:: What this task involves ::
Please rewrite the material, swapping "tree trunk" for "trunk of a tree" and keeping everything else the same.

(Dataset entries)
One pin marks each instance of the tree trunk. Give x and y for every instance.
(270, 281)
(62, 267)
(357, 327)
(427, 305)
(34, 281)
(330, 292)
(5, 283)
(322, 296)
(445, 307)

:: Output for this task ::
One pin marks each instance of the trunk of a tree. Give x and y for every instance.
(270, 281)
(62, 267)
(357, 327)
(427, 305)
(34, 281)
(330, 292)
(5, 283)
(322, 296)
(445, 307)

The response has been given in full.